Tekst strony:
----------------

Skoro relacje rodzinne stanowią głównie źródło cierpień i traum, być może ratunek przyjdzie do nas z najmniej oczekiwanej strony? Z takiego założenia wydaje się wychodzić Karol Ulman w Małym końcu świata. Reżyser zdaje nam relację ze spotkania dwójki obcych sobie osób, które więcej dzieli niż łączy. Młody dziennikarz i światowej sławy artystka, która udziela mu wywiadu, szybko odkrywają jednak w sobie bratnie dusze. Fakt, że nie wiedzą o sobie zbyt wiele nie tylko nie paraliżuje ich, lecz tym bardziej ośmiela do wypowiedzenia na głos skrywanych od dawna lęków. Jeszcze bardziej radykalnie do kwestii nieoczekiwanej pomocy ze strony Innego podeszła twórczyni Psiego pola Michalina Musialik. W swej niezwykłej animacji reżyserka pozwala nam spojrzeć na świat z perspektywy wiernego psa zdeterminowanego, by czuwać przy pani, której najwyraźniej stało się coś złego.
Dzieła Ulmana i Musielak, choć pełne empatii, wydają się podszyte rozpaczą. Na szczęście w tegorocznym programie nie brakuje także filmów, które błyskotliwie przeciwstawiają się poczuciu marazmu i bezsilności, w jakim wielu z nas tkwiło przez kilkanaście ostatnich miesięcy. Doskonały przykład takiej strategii stanowi Halo babciu, jeden z trzech – obok Piachu Bartosza Tryzny i Moniki Stpiczyńskiej oraz Trochę raju Andrzeja Cichockiego – filmów dokumentalnych w tegorocznej Shortliście. Reżyserka Kamila Chojnacka postawiła na autobiografizm, pozbawiony na szczęście choćby grama niezdrowego ekshibicjonizmu. Twórczyni Halo babciu opowiedziała historię tęsknoty i strachu o tytułową bohaterkę, z którą nie może spotykać się w warunkach covidowej izolacji. Choć wielu innych reżyserów dałoby w takich okolicznościach upust negatywnym emocjom, Chojnacka woli egzorcyzmować swe lęki za pomocą poczucia humoru. Duża w tym zasługa samej seniorki, która z dezynwolturą, a nierzadko i finezją ignoruje wszelkie zalecenia wnuczki. Wyraz równie łagodnego reżyserskiego temperamentu stanowi wspomniane Trochę raju. Tam, gdzie większość filmowców zwróciłaby pewnie uwagę na niedogodności skromnego życia bohaterów, Andrzej Cichocki woli dostrzegać wyeksponowaną już w tytule idylliczność. Przypatrując się oddalonej od wielkomiejskiego zgiełku, nieśpiesznej, bliskiej naturze egzystencji filmowej rodziny nie sposób nie zaznać uczucia odprężenia. Podobnie relaksujący wpływ na widza wywiera także eksperymentalna Zieleń Karoliny Kajetanowicz, będąca unikatowym przykładem animowanego slow cinema.

----------------

Dane wejściowe:
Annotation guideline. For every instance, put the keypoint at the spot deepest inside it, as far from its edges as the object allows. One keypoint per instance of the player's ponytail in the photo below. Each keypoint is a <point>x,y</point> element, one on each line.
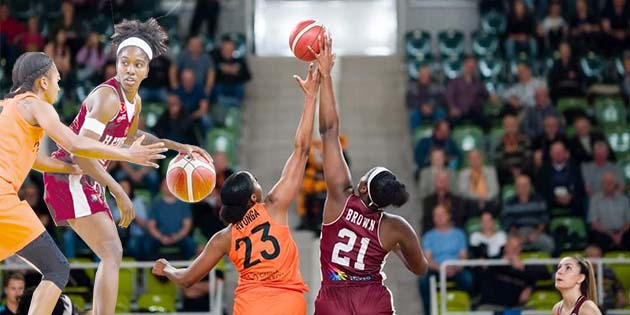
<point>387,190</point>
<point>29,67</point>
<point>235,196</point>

----------------

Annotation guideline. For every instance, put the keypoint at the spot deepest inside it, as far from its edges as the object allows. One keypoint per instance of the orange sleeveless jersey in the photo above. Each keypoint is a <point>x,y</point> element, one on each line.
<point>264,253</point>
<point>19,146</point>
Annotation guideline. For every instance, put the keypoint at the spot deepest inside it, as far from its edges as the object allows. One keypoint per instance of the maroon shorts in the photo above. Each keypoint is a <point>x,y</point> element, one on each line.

----------------

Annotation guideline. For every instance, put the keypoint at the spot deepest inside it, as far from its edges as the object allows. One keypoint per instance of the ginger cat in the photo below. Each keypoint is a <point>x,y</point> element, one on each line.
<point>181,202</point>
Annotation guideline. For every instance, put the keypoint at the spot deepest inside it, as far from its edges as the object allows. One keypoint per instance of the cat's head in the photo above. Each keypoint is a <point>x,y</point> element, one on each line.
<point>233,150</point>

----------------

Polecenie 1: Co według tekstu o filmach z tegorocznej Shortlisty sprawia, że podczas oglądania Trochę raju nie sposób nie zaznać uczucia odprężenia? Odpowiedz w jednym do trzech zdań.
Polecenie 2: Przepisz z tekstu o filmach z tegorocznej Shortlisty fragment od słów „Skoro relacje rodzinne” do słów „się coś złego.”.
Materiał nie jest potrzebny do wykonania zadań.

Rozwiązanie zadania 1: Odprężenie przynosi przyglądanie się oddalonej od wielkomiejskiego zgiełku, nieśpiesznej, bliskiej naturze egzystencji filmowej rodziny. Andrzej Cichocki nie skupia się na niedogodnościach skromnego życia bohaterów, lecz woli dostrzegać idylliczność wyeksponowaną już w tytule.

Rozwiązanie zadania 2:
Skoro relacje rodzinne stanowią głównie źródło cierpień i traum, być może ratunek przyjdzie do nas z najmniej oczekiwanej strony? Z takiego założenia wydaje się wychodzić Karol Ulman w Małym końcu świata. Reżyser zdaje nam relację ze spotkania dwójki obcych sobie osób, które więcej dzieli niż łączy. Młody dziennikarz i światowej sławy artystka, która udziela mu wywiadu, szybko odkrywają jednak w sobie bratnie dusze. Fakt, że nie wiedzą o sobie zbyt wiele nie tylko nie paraliżuje ich, lecz tym bardziej ośmiela do wypowiedzenia na głos skrywanych od dawna lęków. Jeszcze bardziej radykalnie do kwestii nieoczekiwanej pomocy ze strony Innego podeszła twórczyni Psiego pola Michalina Musialik. W swej niezwykłej animacji reżyserka pozwala nam spojrzeć na świat z perspektywy wiernego psa zdeterminowanego, by czuwać przy pani, której najwyraźniej stało się coś złego.